* Work to complete
Report each line of the records below that contains the word "shirt". Case counts.

Pointing entries for labeled objects
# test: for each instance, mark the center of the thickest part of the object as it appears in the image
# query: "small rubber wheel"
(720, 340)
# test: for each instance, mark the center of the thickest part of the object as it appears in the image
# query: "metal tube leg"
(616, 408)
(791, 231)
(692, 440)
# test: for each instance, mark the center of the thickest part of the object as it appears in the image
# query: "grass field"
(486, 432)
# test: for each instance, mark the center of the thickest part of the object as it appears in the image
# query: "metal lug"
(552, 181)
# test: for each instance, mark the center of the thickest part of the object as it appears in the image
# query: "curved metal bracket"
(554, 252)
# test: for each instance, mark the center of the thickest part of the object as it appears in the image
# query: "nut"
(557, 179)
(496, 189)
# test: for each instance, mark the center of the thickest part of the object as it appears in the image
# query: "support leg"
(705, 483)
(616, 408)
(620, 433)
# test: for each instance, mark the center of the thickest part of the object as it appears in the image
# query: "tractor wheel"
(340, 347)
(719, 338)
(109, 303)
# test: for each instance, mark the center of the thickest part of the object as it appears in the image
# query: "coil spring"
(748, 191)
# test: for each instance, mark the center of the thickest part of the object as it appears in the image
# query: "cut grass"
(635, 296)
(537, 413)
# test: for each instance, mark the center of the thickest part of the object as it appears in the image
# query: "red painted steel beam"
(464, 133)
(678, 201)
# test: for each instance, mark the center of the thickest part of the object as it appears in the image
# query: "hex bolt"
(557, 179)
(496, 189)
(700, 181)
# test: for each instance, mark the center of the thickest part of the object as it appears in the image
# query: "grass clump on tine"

...

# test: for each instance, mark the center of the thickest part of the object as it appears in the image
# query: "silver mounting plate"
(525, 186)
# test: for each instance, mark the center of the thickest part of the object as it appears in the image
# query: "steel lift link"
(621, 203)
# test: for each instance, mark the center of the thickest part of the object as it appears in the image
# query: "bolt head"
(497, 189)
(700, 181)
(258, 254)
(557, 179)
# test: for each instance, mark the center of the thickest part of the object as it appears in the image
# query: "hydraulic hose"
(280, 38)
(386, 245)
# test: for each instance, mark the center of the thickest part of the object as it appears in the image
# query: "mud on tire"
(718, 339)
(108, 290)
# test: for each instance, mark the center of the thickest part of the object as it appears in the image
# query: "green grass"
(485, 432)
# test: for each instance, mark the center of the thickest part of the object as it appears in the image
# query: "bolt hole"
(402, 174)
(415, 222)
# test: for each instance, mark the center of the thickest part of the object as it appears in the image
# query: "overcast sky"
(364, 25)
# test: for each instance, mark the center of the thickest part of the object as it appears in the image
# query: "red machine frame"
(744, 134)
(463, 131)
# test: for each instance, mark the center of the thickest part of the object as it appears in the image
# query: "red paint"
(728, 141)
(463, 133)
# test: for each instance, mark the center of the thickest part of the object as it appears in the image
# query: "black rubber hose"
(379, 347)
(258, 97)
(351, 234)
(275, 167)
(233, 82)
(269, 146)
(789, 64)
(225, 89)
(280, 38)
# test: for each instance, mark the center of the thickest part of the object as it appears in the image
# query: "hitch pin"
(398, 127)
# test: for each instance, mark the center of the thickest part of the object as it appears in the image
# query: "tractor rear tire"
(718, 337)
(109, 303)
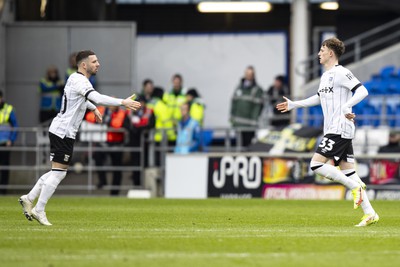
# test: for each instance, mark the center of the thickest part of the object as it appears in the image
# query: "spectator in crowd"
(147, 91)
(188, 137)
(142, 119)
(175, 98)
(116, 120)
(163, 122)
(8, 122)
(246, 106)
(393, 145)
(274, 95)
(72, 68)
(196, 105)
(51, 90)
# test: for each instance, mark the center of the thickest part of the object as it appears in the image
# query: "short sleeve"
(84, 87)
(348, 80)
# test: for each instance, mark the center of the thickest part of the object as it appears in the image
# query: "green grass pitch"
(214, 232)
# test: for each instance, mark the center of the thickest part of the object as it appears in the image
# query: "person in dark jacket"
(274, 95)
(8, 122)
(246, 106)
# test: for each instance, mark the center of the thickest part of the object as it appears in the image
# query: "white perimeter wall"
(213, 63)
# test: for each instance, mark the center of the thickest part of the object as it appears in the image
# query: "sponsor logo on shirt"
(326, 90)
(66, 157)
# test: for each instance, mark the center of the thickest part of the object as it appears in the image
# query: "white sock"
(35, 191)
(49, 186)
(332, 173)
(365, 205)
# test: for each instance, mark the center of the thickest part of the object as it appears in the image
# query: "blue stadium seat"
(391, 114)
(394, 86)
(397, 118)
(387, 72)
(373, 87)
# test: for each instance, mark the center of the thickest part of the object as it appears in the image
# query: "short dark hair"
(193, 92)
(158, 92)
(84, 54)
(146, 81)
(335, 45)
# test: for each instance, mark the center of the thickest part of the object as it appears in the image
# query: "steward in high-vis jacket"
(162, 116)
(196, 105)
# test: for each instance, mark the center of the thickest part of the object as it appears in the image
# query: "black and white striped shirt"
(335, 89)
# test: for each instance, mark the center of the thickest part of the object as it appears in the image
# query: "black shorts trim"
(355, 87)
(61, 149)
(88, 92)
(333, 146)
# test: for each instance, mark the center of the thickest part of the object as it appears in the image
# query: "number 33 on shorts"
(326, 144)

* Output
# query: "sponsor logo on shirt"
# query: "black and white striped shirt"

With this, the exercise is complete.